**Consigne**. Recopiez sans rien changer, dans le texte sur la perfectibilité, le passage qui s'ouvre sur les mots contenant « Il est évident » et se termine par « rapports frappans ? ».

**Document source**.
▶

De la morale naturelle/X
CHAPITRE X.
Perfectibilité.
Il est évident que l’homme est
infiniment supérieur à tous les
autres animaux, et par le systême
général de son organisation, et
par l’usage heureux que l’expérience
et la société lui ont appris
à faire de ses forces et de ses lumières.
Mais à quoi tient donc ce
degré de perfectibilité qui paraît
lui appartenir exclusivement, du
moins sous deux rapports frappans ?
Le premier, c’est que le
terme de ce progrès est à-la-fois plus vague et plus éloigné ; l’autre,
que la marche en est plus
lente et plus imperceptible. L’extrême
différence que l’on peut
remarquer entre l’accroissement
de l’homme et celui de tous les
autres animaux, ne suffirait-elle
pas seule pour résoudre le problême ?
De tous les êtres organisés,
l’homme est sans doute
celui dont les forces croissent et
se développent avec le plus de lenteur.

◀

**Liste des données**.
▶

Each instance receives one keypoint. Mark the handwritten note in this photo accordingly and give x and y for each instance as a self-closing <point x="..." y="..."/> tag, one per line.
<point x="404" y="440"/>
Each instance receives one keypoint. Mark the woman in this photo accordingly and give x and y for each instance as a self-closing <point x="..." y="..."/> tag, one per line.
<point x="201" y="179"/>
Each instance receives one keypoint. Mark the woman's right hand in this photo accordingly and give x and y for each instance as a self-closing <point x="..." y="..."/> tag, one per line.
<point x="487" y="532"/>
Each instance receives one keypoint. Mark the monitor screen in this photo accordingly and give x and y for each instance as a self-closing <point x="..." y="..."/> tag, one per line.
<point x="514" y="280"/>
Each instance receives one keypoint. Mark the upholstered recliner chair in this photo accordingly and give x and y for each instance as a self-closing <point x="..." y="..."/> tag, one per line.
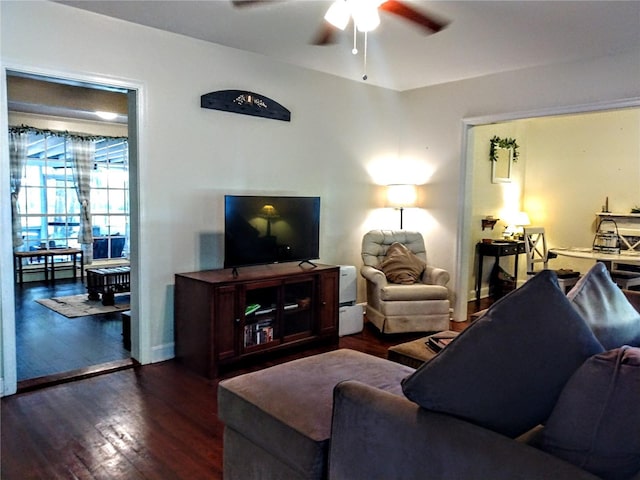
<point x="422" y="306"/>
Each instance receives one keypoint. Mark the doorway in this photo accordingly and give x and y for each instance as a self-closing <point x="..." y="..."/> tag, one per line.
<point x="470" y="214"/>
<point x="50" y="345"/>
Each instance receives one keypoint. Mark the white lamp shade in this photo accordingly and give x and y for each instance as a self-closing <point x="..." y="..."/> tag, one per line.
<point x="521" y="219"/>
<point x="401" y="196"/>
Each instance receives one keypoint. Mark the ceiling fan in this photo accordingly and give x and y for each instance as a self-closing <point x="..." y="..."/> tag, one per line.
<point x="365" y="17"/>
<point x="364" y="14"/>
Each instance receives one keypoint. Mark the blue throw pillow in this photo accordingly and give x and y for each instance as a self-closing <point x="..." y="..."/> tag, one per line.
<point x="605" y="308"/>
<point x="596" y="422"/>
<point x="506" y="371"/>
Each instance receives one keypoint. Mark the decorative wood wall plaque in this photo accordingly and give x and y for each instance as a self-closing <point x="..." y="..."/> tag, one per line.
<point x="246" y="103"/>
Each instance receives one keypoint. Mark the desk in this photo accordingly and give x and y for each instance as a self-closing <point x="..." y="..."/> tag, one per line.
<point x="625" y="256"/>
<point x="108" y="281"/>
<point x="48" y="255"/>
<point x="497" y="249"/>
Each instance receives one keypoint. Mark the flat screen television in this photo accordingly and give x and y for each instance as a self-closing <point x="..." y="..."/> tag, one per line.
<point x="270" y="229"/>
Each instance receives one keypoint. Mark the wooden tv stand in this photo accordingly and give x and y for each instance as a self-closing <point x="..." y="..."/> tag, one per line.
<point x="223" y="319"/>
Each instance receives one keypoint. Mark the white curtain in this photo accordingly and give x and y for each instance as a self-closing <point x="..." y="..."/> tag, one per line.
<point x="17" y="160"/>
<point x="82" y="159"/>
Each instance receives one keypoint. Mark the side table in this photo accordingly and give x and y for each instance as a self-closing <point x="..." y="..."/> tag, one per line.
<point x="497" y="249"/>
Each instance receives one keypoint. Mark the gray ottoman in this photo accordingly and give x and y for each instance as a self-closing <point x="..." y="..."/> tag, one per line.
<point x="278" y="420"/>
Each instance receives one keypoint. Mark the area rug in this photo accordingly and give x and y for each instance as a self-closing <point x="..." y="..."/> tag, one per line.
<point x="80" y="306"/>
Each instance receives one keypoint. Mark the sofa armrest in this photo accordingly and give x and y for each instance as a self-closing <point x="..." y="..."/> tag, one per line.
<point x="374" y="275"/>
<point x="633" y="297"/>
<point x="378" y="435"/>
<point x="435" y="276"/>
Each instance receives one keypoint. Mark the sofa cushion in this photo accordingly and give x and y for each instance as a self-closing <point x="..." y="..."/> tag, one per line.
<point x="605" y="308"/>
<point x="506" y="370"/>
<point x="286" y="409"/>
<point x="596" y="422"/>
<point x="401" y="265"/>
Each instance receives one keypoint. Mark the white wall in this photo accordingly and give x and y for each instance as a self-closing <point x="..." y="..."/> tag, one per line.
<point x="340" y="132"/>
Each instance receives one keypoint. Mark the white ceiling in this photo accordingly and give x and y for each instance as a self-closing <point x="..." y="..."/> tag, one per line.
<point x="483" y="37"/>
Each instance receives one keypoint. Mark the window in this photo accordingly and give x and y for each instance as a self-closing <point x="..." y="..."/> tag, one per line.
<point x="48" y="205"/>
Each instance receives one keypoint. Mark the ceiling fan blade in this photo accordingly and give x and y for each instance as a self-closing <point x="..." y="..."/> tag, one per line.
<point x="249" y="3"/>
<point x="326" y="35"/>
<point x="402" y="10"/>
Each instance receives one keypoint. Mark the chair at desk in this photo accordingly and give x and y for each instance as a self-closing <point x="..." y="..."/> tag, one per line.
<point x="535" y="244"/>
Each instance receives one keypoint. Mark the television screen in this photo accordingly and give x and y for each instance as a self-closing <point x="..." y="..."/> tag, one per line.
<point x="270" y="229"/>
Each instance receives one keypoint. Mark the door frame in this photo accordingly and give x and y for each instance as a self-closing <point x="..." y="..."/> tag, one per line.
<point x="140" y="328"/>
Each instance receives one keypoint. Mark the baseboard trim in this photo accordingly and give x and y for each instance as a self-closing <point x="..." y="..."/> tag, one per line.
<point x="162" y="353"/>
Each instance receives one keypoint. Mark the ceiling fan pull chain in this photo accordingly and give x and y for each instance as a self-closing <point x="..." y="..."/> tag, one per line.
<point x="364" y="77"/>
<point x="355" y="38"/>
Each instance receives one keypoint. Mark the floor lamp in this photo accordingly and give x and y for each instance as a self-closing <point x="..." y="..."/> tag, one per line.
<point x="401" y="196"/>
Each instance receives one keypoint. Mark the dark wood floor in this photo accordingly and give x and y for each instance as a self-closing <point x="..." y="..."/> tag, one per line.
<point x="48" y="343"/>
<point x="152" y="422"/>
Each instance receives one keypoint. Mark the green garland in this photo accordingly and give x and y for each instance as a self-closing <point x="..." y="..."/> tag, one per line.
<point x="59" y="133"/>
<point x="497" y="142"/>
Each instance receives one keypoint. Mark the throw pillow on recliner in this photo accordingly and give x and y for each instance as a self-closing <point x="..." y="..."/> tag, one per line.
<point x="507" y="369"/>
<point x="596" y="422"/>
<point x="401" y="265"/>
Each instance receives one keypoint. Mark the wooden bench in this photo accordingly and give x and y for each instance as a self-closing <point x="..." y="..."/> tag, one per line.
<point x="47" y="254"/>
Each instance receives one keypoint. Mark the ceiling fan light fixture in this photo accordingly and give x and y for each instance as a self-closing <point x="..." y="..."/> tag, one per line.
<point x="338" y="14"/>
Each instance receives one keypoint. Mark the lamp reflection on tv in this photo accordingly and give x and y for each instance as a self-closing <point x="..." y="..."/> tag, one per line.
<point x="269" y="212"/>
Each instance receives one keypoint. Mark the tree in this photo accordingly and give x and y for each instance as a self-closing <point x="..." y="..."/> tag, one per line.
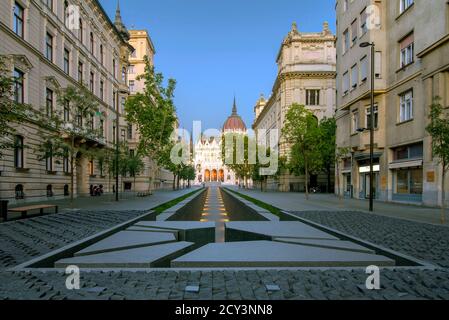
<point x="11" y="112"/>
<point x="301" y="131"/>
<point x="153" y="112"/>
<point x="69" y="131"/>
<point x="134" y="166"/>
<point x="327" y="144"/>
<point x="439" y="131"/>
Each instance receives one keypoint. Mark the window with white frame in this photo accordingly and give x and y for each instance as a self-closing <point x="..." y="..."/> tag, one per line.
<point x="407" y="50"/>
<point x="345" y="83"/>
<point x="354" y="31"/>
<point x="312" y="97"/>
<point x="18" y="24"/>
<point x="368" y="117"/>
<point x="406" y="106"/>
<point x="355" y="121"/>
<point x="364" y="69"/>
<point x="405" y="4"/>
<point x="354" y="76"/>
<point x="346" y="41"/>
<point x="363" y="22"/>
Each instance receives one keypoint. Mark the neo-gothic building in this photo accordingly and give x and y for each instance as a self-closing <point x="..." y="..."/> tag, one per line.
<point x="208" y="158"/>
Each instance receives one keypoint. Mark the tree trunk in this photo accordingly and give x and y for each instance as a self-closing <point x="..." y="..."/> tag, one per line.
<point x="443" y="196"/>
<point x="72" y="184"/>
<point x="307" y="178"/>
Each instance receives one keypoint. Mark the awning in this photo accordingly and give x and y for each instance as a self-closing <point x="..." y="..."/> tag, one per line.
<point x="405" y="164"/>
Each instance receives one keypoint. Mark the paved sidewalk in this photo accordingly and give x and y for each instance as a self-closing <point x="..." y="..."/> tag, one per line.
<point x="327" y="202"/>
<point x="108" y="203"/>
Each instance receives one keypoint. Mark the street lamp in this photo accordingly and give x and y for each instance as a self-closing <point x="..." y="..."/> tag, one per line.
<point x="371" y="126"/>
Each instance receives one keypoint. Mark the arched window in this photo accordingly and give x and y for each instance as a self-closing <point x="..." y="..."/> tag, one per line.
<point x="49" y="190"/>
<point x="19" y="192"/>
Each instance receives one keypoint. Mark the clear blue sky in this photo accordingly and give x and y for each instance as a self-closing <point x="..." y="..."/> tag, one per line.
<point x="215" y="48"/>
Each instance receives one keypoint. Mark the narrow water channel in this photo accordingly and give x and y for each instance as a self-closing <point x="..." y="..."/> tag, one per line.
<point x="214" y="211"/>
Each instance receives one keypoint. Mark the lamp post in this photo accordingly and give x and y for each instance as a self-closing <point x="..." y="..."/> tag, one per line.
<point x="371" y="126"/>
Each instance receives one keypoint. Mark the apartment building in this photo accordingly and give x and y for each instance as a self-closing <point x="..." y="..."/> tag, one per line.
<point x="306" y="75"/>
<point x="52" y="44"/>
<point x="411" y="67"/>
<point x="153" y="176"/>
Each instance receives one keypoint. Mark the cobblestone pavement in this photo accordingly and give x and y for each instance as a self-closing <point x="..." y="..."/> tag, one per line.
<point x="424" y="241"/>
<point x="222" y="285"/>
<point x="24" y="239"/>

◀

**Tâche accomplie**.
Il est évident que l’homme est
infiniment supérieur à tous les
autres animaux, et par le systême
général de son organisation, et
par l’usage heureux que l’expérience
et la société lui ont appris
à faire de ses forces et de ses lumières.
Mais à quoi tient donc ce
degré de perfectibilité qui paraît
lui appartenir exclusivement, du
moins sous deux rapports frappans ?